4.0  Assignment of the Network Number Space

   The exhaustion of the IP address space is a topic of concern for the
   entire Internet community. This plan for the assignment of Class A,
   B, or C IP numbers to network subscribers has two major goals:

      1) to reserve a portion of the IP number space so that it may be
      available to transition to a new numbering plan

      2) to assign the Class C network number space in a fashion which
      is compatible with proposed address aggregation techniques

4.1  Class A

   The Class A number space can support the largest number of unique
   host identifier addresses and is also the class of network numbers
   most sparsely populated.  There are only approximately 77 Class A
   network numbers which are unassigned, and these 77 network numbers
   represent about 30% of the total network number space.

   The IANA will retain sole responsibility for the assignment of Class
   A network numbers. The upper half of the Class A number space will be
   reserved indefinitely (IP network addresses 64.0.0.0 through
   127.0.0.0). While it is expected that no new assignments of Class A
   numbers will take place in the near future, any organization
   petitioning the IANA for a Class A network number will be expected to
   provide a detailed technical justification documenting network size
   and structure. Class A assignments are at the IANA's discretion.

4.2  Class B

   Previously organizations were recommended to use a subnetted Class B
   network number rather than multiple Class C network numbers.  Due to
   the scarcity of Class B network numbers and the under utilization of
   the Class B number space by most organizations, the recommendation is
   now to use multiple Class Cs where practical.

   The IANA and the IR will maintain sole responsibility for the Class B
   number space.  Where there are designated regional registries, those
   registries will act in an auxiliary capacity in evaluating requests
   for Class B numbers.  Organizations applying for a Class B network
   number should fulfill the following criteria:

      1) the organization presents a subnetting plan which
         documents more than 32 subnets within its organizational
         network

      AND

      2) the organization has more than 4096 hosts.

   These criteria assume that an organization which meets this profile
   will continue to grow and that assigning a Class B network number to
   them will permit network growth and reasonable utilization of the

   assigned number space. There may be circumstances where it will be
   impossible to utilize a block of Class C network numbers in place of
   a Class B.  These situations will be considered on a case-by-case
   basis.

4.3  Class C

   Section 3 of this document recommends a division of the Class C
   number space.  That division is primarily an administrative division
   which lays the groundwork for distributed network number registries.
   This section deals with how network numbers are assigned from within
   those blocks. Sub-allocations of the block to sub-registries is
   beyond the scope of this paper.

* PROMPT A: Put the stretch of the rows from the line containing "# mark the region of every instance of the rock" through the end of the rows into a JSON list of strings, with one string per line and blank lines omitted.

[Data rows]
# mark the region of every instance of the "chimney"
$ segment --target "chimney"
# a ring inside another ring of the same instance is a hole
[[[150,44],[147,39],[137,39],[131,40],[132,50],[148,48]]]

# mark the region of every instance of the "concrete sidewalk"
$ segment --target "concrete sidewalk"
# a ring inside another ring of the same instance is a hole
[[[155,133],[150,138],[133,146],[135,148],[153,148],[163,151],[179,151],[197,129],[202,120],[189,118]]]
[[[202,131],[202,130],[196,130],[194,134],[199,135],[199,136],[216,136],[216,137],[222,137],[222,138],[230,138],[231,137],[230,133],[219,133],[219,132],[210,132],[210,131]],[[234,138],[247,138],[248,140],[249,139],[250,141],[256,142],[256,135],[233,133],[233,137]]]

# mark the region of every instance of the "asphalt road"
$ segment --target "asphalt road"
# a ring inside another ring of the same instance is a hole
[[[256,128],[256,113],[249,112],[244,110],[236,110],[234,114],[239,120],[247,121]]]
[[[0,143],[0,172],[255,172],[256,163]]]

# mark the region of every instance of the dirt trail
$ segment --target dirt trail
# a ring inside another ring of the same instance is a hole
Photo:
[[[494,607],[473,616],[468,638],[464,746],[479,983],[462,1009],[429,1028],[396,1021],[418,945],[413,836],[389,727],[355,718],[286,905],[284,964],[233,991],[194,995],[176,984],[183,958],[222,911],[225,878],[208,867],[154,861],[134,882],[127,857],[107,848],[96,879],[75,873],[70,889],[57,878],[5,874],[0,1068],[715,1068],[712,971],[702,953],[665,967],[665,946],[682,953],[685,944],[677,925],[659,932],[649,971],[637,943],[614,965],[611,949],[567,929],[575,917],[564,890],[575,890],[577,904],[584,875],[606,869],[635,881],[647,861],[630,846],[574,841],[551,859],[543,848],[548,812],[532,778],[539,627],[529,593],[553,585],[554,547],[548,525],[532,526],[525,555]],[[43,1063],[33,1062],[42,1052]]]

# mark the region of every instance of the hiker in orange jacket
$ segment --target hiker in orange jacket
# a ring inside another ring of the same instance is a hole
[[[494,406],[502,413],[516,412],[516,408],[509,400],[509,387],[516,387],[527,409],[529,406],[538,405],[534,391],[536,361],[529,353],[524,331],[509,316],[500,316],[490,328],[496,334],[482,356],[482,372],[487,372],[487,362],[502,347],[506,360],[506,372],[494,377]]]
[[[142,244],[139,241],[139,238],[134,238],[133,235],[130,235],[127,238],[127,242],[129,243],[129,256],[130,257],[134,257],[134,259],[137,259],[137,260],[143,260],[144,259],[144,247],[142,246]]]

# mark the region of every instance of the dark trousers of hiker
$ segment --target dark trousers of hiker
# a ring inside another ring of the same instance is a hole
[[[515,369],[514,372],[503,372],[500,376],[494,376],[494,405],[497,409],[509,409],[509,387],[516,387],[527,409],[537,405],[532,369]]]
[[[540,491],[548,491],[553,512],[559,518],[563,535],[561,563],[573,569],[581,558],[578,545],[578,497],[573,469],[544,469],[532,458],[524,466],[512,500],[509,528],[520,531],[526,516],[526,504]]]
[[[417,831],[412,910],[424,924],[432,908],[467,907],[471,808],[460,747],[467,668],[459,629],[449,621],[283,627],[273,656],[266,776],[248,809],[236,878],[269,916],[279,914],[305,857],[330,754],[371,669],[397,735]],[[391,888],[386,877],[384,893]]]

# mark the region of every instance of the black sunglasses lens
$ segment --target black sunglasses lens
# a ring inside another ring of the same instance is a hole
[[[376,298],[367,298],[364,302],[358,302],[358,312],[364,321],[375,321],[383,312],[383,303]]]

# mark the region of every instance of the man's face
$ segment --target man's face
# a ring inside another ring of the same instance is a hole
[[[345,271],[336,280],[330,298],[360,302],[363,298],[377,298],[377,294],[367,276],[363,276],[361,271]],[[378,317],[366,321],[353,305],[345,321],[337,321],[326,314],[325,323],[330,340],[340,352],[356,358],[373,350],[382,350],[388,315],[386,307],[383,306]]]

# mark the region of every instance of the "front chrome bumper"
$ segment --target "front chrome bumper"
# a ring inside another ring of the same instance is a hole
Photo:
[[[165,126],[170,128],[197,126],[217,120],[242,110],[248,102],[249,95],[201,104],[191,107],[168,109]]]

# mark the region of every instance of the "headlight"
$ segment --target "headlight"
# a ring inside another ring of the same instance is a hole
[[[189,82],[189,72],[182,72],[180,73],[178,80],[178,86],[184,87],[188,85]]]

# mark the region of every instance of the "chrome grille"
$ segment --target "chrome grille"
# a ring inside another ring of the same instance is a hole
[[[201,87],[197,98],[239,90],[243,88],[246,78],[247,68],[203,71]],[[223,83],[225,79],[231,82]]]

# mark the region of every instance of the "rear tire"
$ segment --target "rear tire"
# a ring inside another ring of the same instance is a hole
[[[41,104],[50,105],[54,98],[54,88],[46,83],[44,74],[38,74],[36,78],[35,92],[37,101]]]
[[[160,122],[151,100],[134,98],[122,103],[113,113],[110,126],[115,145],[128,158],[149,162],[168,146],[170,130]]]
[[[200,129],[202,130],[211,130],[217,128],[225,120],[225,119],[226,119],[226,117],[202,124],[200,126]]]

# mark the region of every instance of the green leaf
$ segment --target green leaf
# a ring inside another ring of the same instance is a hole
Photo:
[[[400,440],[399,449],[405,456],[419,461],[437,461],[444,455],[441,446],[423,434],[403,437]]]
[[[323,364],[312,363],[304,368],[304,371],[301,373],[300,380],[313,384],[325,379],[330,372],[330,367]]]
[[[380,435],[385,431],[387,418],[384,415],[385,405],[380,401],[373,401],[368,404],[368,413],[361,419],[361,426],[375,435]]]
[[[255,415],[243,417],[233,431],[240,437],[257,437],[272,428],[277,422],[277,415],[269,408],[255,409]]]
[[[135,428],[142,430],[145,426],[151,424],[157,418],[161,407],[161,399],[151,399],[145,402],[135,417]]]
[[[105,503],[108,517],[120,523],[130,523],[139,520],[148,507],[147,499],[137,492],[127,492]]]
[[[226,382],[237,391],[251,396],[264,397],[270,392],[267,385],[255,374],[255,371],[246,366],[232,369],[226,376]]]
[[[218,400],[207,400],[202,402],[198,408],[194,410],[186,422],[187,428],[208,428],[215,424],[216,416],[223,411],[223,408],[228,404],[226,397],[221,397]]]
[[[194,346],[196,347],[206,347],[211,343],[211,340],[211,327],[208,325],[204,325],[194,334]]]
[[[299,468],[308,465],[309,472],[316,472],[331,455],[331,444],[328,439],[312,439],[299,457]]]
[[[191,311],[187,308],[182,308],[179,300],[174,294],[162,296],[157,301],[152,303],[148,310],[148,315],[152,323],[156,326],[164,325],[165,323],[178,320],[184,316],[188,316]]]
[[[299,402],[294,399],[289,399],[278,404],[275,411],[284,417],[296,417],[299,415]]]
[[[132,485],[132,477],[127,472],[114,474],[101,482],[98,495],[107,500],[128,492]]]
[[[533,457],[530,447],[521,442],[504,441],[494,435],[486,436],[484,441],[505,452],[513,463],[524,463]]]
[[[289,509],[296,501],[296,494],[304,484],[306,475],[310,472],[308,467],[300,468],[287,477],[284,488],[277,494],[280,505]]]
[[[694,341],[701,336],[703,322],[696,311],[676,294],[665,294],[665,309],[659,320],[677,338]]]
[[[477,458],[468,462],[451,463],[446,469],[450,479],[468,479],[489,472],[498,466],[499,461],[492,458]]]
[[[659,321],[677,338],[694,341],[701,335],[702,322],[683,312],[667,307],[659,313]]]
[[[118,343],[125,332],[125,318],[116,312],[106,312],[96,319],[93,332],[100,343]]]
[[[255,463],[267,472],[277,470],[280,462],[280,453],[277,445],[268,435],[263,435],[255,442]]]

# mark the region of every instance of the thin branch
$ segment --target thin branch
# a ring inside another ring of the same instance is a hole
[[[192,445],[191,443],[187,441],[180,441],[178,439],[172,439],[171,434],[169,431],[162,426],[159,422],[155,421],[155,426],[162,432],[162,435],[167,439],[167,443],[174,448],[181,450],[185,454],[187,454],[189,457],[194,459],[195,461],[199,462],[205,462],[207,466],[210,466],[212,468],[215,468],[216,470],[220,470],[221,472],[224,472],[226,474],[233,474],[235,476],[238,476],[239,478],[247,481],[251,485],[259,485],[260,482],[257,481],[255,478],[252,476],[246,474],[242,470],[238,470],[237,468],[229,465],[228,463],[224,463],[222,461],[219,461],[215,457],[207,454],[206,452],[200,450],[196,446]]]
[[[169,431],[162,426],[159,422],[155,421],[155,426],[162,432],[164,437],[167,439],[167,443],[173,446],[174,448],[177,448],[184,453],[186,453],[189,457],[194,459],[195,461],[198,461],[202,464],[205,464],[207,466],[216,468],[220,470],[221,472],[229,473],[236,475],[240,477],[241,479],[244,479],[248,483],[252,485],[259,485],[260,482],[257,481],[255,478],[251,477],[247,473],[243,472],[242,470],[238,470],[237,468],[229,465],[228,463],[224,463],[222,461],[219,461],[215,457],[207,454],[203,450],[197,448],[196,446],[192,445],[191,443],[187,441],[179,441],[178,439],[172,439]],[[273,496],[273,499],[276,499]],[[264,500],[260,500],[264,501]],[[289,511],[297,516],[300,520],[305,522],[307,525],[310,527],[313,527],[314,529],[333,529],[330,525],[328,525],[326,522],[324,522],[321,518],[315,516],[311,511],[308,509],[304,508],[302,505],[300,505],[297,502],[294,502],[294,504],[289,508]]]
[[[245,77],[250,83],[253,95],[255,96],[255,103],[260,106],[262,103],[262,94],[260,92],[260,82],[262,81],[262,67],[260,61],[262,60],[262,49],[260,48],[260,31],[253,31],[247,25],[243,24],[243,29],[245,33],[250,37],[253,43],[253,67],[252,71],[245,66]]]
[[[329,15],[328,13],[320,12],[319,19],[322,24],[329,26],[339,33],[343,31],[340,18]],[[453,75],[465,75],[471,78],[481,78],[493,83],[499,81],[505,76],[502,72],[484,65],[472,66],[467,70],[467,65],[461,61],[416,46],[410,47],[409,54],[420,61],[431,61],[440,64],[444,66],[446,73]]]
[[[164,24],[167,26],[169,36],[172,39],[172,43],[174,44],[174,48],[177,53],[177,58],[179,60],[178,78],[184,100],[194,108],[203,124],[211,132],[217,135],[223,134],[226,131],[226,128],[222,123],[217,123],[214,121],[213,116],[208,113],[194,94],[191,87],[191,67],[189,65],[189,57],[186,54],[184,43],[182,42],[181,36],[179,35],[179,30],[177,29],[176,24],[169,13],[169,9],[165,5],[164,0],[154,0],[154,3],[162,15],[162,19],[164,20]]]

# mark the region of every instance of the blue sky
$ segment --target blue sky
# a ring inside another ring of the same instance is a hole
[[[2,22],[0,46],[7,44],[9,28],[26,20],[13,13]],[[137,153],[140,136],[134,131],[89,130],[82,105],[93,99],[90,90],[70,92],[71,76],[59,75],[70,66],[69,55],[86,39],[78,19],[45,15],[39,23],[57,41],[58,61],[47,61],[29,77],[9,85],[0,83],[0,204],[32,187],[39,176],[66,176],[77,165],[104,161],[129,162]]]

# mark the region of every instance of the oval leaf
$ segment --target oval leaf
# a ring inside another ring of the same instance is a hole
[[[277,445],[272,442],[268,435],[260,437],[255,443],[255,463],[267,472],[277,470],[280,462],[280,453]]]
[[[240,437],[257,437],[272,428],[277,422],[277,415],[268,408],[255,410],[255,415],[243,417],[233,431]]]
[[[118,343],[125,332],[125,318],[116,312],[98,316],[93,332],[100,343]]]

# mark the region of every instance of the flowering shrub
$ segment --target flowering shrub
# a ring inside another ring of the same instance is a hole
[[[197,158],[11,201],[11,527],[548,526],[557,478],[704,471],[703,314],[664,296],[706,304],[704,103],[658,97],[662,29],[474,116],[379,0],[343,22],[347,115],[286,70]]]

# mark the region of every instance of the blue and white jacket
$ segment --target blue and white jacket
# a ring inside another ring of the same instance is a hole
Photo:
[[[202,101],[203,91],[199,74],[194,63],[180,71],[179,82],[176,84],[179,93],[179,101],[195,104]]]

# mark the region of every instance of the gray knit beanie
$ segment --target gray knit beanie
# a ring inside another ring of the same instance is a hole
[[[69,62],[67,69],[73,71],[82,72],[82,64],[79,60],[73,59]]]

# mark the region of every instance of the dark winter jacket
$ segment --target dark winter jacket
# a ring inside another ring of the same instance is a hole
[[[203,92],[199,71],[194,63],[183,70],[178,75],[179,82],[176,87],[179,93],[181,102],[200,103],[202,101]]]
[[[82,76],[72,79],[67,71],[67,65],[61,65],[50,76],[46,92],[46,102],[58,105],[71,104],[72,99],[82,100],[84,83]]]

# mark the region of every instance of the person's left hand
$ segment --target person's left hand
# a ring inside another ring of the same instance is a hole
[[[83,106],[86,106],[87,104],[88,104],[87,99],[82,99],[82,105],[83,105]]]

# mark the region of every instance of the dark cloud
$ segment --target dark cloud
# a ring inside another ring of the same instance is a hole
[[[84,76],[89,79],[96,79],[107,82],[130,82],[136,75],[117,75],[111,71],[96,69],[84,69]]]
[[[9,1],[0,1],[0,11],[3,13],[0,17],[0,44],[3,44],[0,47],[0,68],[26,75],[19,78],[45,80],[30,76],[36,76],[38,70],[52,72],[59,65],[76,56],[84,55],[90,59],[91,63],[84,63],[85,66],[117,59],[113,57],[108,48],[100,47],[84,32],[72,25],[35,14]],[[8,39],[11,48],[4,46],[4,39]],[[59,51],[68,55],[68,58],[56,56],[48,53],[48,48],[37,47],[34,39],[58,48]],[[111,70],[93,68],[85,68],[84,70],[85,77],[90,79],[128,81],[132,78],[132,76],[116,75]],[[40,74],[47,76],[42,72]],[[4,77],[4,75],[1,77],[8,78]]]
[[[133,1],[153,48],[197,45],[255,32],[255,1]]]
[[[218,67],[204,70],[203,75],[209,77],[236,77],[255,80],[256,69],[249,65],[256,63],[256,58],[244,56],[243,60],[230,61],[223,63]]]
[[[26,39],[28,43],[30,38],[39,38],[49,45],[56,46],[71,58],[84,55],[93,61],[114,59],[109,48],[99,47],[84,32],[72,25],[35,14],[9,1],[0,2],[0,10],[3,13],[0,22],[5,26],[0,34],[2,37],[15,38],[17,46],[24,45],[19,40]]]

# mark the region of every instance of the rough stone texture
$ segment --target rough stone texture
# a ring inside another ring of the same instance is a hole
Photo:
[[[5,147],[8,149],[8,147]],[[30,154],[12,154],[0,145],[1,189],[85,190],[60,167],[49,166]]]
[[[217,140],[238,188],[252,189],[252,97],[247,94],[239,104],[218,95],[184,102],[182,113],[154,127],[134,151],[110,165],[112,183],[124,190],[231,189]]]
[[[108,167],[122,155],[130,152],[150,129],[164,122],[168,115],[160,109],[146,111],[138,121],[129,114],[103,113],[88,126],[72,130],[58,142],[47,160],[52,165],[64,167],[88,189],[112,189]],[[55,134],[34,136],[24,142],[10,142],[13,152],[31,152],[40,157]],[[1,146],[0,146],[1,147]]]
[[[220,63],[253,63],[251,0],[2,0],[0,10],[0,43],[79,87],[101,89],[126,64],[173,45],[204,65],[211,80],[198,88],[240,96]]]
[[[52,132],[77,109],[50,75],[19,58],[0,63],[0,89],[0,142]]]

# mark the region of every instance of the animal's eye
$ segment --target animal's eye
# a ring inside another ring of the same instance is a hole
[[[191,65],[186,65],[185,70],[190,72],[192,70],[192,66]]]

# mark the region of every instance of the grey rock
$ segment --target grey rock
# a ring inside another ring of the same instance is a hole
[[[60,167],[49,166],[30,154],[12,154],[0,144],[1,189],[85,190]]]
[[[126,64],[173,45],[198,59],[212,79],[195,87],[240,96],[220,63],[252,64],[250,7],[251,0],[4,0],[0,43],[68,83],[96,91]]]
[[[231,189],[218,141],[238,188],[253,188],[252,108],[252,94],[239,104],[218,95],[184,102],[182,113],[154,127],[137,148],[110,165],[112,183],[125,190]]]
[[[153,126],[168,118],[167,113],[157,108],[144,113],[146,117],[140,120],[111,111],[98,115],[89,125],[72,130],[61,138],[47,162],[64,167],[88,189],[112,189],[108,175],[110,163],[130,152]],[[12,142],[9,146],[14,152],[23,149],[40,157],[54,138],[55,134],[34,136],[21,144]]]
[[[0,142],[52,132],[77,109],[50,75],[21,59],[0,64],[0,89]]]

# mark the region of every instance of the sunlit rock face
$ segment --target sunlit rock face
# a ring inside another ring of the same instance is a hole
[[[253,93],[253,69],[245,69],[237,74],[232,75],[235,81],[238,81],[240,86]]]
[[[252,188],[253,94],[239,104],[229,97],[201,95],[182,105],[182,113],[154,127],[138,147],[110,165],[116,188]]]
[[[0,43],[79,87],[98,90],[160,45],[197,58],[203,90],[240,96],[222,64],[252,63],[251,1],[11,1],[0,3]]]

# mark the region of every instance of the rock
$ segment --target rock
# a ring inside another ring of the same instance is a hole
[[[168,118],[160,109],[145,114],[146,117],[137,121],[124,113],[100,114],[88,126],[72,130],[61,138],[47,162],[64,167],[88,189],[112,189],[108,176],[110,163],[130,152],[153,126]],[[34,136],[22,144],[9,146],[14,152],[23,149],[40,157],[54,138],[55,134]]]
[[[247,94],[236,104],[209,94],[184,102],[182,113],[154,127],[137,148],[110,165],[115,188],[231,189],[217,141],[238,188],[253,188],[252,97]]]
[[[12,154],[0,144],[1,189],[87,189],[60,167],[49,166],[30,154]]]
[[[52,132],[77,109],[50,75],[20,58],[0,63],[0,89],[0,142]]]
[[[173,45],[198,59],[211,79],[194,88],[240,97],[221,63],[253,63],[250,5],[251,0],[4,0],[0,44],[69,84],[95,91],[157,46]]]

* PROMPT B: According to the section on network number assignment, which range of IP network addresses will be reserved indefinitely as the upper half of the Class A number space?

* TASK ANSWER A:
[
  "# mark the region of every instance of the rock",
  "$ segment --target rock",
  "# a ring inside another ring of the same instance is a hole",
  "[[[168,118],[160,109],[145,114],[146,117],[137,121],[124,113],[100,114],[88,126],[72,130],[61,138],[47,162],[64,167],[88,189],[112,189],[108,176],[110,163],[130,152],[153,126]],[[34,136],[22,144],[9,146],[14,152],[23,149],[40,157],[54,138],[55,134]]]",
  "[[[247,94],[236,104],[209,94],[184,102],[182,113],[154,127],[137,148],[110,165],[115,188],[231,189],[217,141],[238,188],[253,188],[252,97]]]",
  "[[[12,154],[0,144],[1,189],[87,189],[60,167],[49,166],[30,154]]]",
  "[[[52,132],[77,109],[50,75],[20,58],[0,63],[0,89],[0,142]]]",
  "[[[173,45],[198,59],[211,79],[194,88],[240,97],[221,63],[253,63],[250,5],[251,0],[4,0],[0,44],[69,84],[95,91],[157,46]]]"
]

* TASK ANSWER B: 64.0.0.0 through 127.0.0.0